**WRITTEN EXERCISE**:
List each line of the data below that contains the string "water", matching case exactly.

**EXERCISE DATA**:
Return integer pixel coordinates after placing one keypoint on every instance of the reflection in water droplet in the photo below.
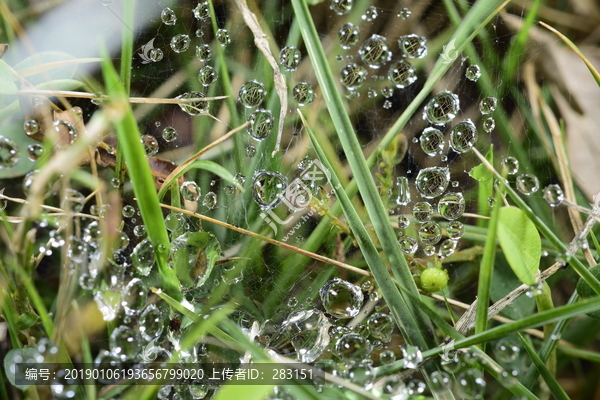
(348, 35)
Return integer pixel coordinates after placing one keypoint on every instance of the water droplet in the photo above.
(413, 46)
(142, 257)
(430, 233)
(223, 37)
(180, 43)
(489, 124)
(194, 107)
(35, 151)
(451, 206)
(370, 14)
(408, 245)
(168, 16)
(252, 94)
(412, 356)
(207, 75)
(268, 188)
(554, 195)
(353, 76)
(487, 105)
(375, 51)
(422, 211)
(432, 182)
(303, 93)
(351, 347)
(432, 141)
(381, 326)
(527, 184)
(202, 11)
(169, 134)
(203, 52)
(341, 7)
(473, 73)
(348, 35)
(210, 200)
(290, 57)
(402, 74)
(442, 108)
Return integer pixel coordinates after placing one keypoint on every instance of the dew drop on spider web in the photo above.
(202, 11)
(222, 36)
(341, 299)
(527, 184)
(260, 124)
(252, 94)
(408, 245)
(210, 200)
(207, 75)
(169, 134)
(190, 191)
(31, 127)
(402, 74)
(489, 124)
(432, 182)
(487, 105)
(442, 108)
(553, 195)
(142, 257)
(463, 136)
(353, 76)
(290, 57)
(432, 141)
(370, 14)
(303, 93)
(473, 72)
(455, 230)
(511, 164)
(375, 51)
(430, 233)
(422, 211)
(341, 7)
(35, 151)
(180, 43)
(413, 46)
(268, 188)
(404, 13)
(168, 16)
(451, 206)
(348, 35)
(203, 52)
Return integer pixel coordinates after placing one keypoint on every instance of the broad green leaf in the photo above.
(7, 86)
(27, 320)
(520, 242)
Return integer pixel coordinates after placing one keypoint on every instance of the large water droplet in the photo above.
(341, 299)
(432, 182)
(268, 188)
(348, 35)
(375, 51)
(442, 108)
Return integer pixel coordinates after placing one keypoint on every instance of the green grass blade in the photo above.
(141, 177)
(360, 169)
(398, 308)
(557, 391)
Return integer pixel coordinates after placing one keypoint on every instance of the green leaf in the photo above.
(520, 242)
(7, 86)
(27, 320)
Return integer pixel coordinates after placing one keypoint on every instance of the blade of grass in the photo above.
(360, 169)
(557, 391)
(397, 304)
(141, 177)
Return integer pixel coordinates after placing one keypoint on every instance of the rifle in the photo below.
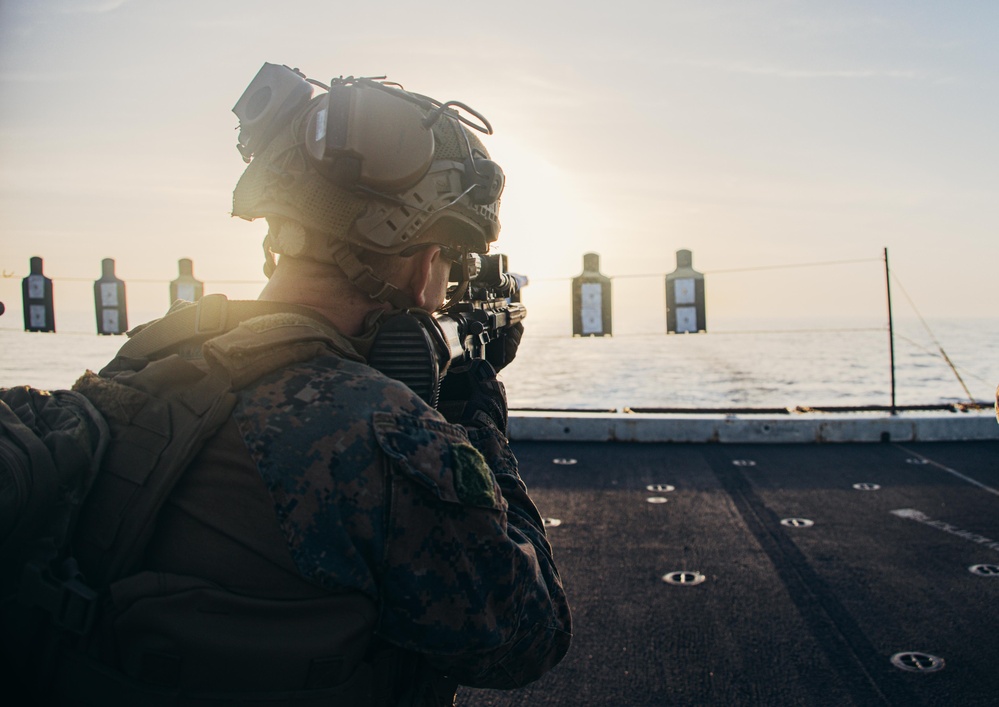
(417, 348)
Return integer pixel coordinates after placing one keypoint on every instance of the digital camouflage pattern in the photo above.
(375, 491)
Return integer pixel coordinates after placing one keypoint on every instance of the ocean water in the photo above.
(738, 363)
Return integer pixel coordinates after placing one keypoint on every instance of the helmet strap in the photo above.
(364, 278)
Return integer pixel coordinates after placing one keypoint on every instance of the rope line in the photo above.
(934, 338)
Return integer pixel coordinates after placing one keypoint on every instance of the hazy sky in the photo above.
(752, 133)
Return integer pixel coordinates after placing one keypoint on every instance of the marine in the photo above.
(335, 538)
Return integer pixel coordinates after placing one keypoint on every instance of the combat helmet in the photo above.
(365, 165)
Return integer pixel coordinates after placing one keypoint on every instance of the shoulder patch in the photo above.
(472, 479)
(438, 457)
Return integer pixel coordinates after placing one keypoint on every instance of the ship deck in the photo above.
(801, 574)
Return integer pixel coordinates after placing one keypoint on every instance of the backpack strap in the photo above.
(188, 325)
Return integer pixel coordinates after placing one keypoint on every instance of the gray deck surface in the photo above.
(786, 615)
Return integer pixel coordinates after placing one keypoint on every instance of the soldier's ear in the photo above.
(419, 270)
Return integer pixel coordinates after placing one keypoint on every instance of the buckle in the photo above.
(71, 603)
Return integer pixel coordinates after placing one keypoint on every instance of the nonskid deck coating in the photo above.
(788, 613)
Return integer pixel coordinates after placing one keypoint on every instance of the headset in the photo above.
(366, 135)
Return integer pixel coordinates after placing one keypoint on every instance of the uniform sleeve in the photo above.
(469, 580)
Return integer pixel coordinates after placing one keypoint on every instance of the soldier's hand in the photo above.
(470, 392)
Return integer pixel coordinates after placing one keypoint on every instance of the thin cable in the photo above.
(930, 332)
(918, 345)
(756, 268)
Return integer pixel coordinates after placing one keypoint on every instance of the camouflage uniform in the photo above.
(373, 491)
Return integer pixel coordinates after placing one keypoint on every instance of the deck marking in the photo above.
(920, 517)
(958, 474)
(856, 663)
(985, 570)
(798, 522)
(917, 662)
(687, 579)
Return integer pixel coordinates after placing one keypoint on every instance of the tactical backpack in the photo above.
(83, 475)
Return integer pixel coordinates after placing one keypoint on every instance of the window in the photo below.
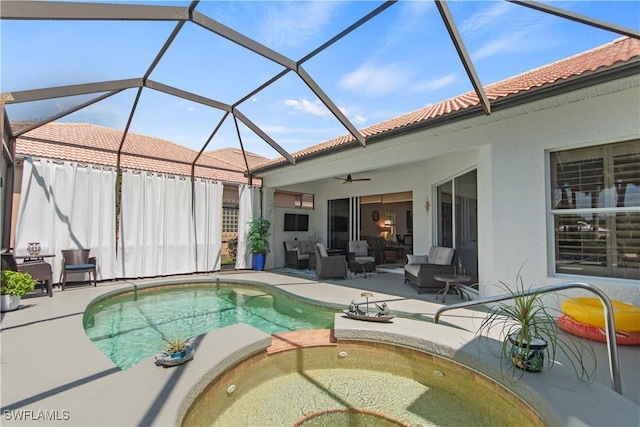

**OUTPUT**:
Return integer pixel coordinates after placing one keypoint on every instance of the reflection in water droplet in the photo below.
Return integer pixel coordinates after placing one keypoint on every instance of the water droplet in the photo above.
Return integer pixel coordinates after placing one keypoint on every instance of the large water droplet in the photo above.
Return integer pixel coordinates after placing one keypoint on every instance of the ocean water in the photo above.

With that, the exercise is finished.